### INSTRUCTIONS FOR THE TASK
The data below is to be repeated in full, exactly as shown.

::: ENTRIES PROVIDED :::

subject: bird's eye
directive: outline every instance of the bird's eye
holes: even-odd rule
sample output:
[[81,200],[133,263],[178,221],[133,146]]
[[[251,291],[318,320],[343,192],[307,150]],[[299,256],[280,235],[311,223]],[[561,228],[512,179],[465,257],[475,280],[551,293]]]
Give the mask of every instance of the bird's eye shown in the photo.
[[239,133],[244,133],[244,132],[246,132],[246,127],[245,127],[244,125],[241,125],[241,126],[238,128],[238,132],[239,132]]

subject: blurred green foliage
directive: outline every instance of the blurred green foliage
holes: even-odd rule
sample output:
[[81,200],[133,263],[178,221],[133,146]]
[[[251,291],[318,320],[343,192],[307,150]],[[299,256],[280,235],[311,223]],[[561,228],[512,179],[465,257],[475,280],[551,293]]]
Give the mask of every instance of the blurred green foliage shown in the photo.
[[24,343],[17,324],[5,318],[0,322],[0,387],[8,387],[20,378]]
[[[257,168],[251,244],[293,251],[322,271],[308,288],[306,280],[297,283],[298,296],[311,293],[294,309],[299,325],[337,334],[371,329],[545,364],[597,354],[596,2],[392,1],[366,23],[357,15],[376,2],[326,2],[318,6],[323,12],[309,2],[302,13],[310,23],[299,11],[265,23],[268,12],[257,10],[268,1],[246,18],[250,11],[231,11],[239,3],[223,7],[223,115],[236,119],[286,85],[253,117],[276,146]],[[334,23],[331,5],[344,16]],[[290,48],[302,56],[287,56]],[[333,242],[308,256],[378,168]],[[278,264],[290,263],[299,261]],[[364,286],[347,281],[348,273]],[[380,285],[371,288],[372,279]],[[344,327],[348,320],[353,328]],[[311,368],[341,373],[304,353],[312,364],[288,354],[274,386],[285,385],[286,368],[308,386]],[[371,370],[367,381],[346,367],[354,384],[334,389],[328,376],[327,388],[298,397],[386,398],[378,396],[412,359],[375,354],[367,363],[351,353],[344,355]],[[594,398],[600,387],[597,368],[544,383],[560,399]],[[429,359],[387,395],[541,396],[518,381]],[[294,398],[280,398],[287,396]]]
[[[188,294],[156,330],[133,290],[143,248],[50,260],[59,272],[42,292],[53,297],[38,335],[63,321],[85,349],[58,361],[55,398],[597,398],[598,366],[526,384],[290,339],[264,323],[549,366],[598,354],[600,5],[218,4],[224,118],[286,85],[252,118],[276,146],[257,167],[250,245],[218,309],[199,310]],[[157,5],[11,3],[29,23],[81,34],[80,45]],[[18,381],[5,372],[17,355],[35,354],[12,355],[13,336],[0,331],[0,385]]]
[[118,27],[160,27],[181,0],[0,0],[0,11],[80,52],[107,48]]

:::

### WRITTEN ANSWER
subject: bird's eye
directive: outline every instance of the bird's eye
holes: even-odd rule
sample output:
[[81,200],[133,263],[178,221],[133,146]]
[[[251,291],[318,320],[343,192],[307,150]],[[299,256],[280,235],[311,223]],[[561,228],[512,179],[465,257],[475,280],[551,293]]]
Give the mask of every instance of the bird's eye shown in the photo.
[[239,133],[244,133],[244,132],[246,132],[246,127],[245,127],[244,125],[241,125],[241,126],[238,128],[238,132],[239,132]]

subject: blurred green foliage
directive: outline every instance of the blurred green foliage
holes: even-odd rule
sample output:
[[81,200],[133,263],[178,221],[133,146]]
[[[251,291],[318,320],[343,192],[307,150]],[[299,256],[280,235],[311,223]],[[561,228],[512,179],[465,257],[475,280],[551,293]]]
Give the mask of every instance of the blurred green foliage shown in the photo.
[[24,343],[17,324],[5,318],[0,322],[0,387],[8,387],[20,378]]
[[[257,168],[251,244],[293,251],[322,271],[308,288],[306,280],[297,283],[298,296],[311,293],[294,309],[299,325],[337,334],[371,329],[545,364],[597,354],[596,2],[392,1],[366,23],[357,15],[376,2],[326,2],[318,6],[323,12],[309,2],[302,13],[310,23],[299,11],[265,23],[268,12],[257,10],[268,1],[246,18],[250,11],[231,11],[239,3],[223,7],[223,115],[236,119],[286,85],[253,117],[276,146]],[[334,23],[331,5],[344,16]],[[290,48],[302,56],[287,56]],[[333,242],[308,256],[378,168]],[[278,264],[290,263],[299,261]],[[364,286],[347,281],[348,273]],[[380,285],[371,288],[372,279]],[[344,327],[348,320],[353,328]],[[311,368],[341,373],[304,353],[312,364],[288,354],[274,386],[285,385],[286,368],[308,386]],[[371,370],[367,381],[346,367],[354,384],[334,389],[328,376],[327,388],[298,397],[386,398],[378,396],[412,359],[375,354],[367,363],[351,353],[344,355]],[[594,398],[600,387],[597,368],[544,383],[560,399]],[[429,359],[387,395],[541,396],[518,381]],[[294,398],[280,398],[287,396]]]
[[[188,294],[156,330],[133,290],[143,248],[50,260],[59,272],[42,292],[53,297],[38,335],[63,321],[85,349],[58,361],[55,398],[597,398],[598,366],[526,384],[290,339],[264,323],[549,366],[598,354],[600,5],[218,4],[224,118],[286,85],[252,118],[276,146],[257,167],[250,245],[218,309],[199,310]],[[157,5],[11,3],[29,23],[81,34],[80,45]],[[18,381],[5,372],[17,355],[35,354],[12,355],[13,336],[0,331],[0,385]]]
[[118,27],[160,27],[181,0],[0,0],[0,11],[80,52],[107,48]]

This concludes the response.